→ WHAT THE TASK ASKS
What follows is a listing; restate every line of it word for word.

→ PROVIDED MATERIAL
§
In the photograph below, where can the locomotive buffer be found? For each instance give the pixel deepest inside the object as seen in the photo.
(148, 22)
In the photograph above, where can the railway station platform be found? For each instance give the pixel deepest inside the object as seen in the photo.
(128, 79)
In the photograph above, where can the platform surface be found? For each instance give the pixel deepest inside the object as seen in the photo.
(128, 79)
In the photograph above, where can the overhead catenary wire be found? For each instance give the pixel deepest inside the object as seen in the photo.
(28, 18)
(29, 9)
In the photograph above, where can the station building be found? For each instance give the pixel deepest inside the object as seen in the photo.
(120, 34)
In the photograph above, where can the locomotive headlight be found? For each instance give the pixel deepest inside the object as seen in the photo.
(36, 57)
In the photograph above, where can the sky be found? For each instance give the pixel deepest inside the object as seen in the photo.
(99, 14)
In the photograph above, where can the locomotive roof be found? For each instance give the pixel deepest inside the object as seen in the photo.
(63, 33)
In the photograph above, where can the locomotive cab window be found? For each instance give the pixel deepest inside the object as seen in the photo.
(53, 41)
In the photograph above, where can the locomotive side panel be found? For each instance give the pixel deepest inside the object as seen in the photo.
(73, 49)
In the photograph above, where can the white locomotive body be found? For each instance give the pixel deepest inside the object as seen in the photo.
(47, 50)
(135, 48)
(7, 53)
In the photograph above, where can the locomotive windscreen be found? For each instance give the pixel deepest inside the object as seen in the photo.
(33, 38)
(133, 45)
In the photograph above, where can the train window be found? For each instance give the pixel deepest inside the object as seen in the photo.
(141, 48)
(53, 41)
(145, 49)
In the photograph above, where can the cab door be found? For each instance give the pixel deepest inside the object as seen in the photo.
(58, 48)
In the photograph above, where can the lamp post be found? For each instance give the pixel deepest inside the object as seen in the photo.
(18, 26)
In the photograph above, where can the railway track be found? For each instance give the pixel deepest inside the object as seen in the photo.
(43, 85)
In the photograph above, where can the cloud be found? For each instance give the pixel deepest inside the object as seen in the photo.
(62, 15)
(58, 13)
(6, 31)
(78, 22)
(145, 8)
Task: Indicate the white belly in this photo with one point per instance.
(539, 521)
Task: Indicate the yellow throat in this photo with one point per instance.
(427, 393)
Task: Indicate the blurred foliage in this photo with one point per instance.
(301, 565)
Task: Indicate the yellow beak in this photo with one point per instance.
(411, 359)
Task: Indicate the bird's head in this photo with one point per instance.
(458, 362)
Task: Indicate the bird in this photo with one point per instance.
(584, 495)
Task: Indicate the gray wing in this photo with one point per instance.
§
→ ANSWER TO THE EXERCISE
In the photograph below, where can the locomotive buffer be found? For each instance give the pixel deepest inside the object as seen in the photo.
(148, 22)
In the photograph above, where can the railway station platform be found? For each instance give the pixel deepest inside the object as seen in the photo.
(128, 79)
In the photograph above, where can the platform surface be found? For each instance give the pixel deepest inside the object as seen in the photo.
(128, 79)
In the photograph above, where can the overhead catenary wire be found? For each instance give the pixel deepest inside the object as seen in the photo.
(28, 18)
(29, 9)
In the photograph above, where can the station building be found? For each instance give the pixel deepest inside the object as seen in the photo.
(120, 34)
In the photograph above, where can the locomotive headlight be found? For each instance give the pixel deepest inside the object as seen in the photo.
(36, 57)
In the photograph above, where can the sky be found? For each instance give the pixel deepest inside the object as seen in the photo.
(99, 14)
In the photograph above, where can the locomotive roof be found? For each instance give the pixel deepest inside the object as seen in the photo.
(63, 33)
In the photograph above, where can the locomotive cab window be found? For each instance give the pixel deepest inside the object as seen in the photo.
(53, 41)
In the photograph above, where can the locomotive side panel be found? For each instance give the pixel deepest inside the object as seen in the photo.
(73, 49)
In the photograph above, where can the white locomotive body be found? For each instance give the pixel deepest inside the object as seen in the photo.
(47, 50)
(135, 48)
(7, 53)
In the photograph above, where can the locomotive windscreen be found? For each instance give the pixel deepest inside the object as seen in the photo.
(33, 38)
(133, 45)
In the photograph above, where can the train window be found? For each instance give the pixel deepest inside the object as seen in the photo.
(141, 48)
(53, 41)
(145, 49)
In the photograph above, where can the cab door be found? For each instance give the pixel deepest inside the object as seen in the photo.
(58, 48)
In the photograph above, where can the lamp post be found? For each instance give the pixel deepest inside the object as seen in the photo.
(18, 26)
In the photograph above, where can the railway track be found? For each instance give the pixel deepest inside the object as seen in the photo.
(43, 85)
In the photograph above, where can the cloud be found? For each instance give the pixel deepest inside the object as seen in the photo.
(62, 15)
(58, 13)
(6, 31)
(78, 22)
(145, 8)
Task: Indicate the white belly in this photo with one point per instance.
(539, 521)
Task: Indicate the yellow throat in this photo with one point per instance.
(427, 393)
Task: Indicate the blurred foliage in this photo with one point per instance.
(301, 565)
Task: Indicate the yellow beak in this photo with one point per instance.
(411, 359)
Task: Indicate the bird's head in this photo with one point per instance.
(458, 362)
Task: Indicate the bird in this photo with one point per instance.
(584, 495)
Task: Indicate the gray wing in this photo with one point per instance.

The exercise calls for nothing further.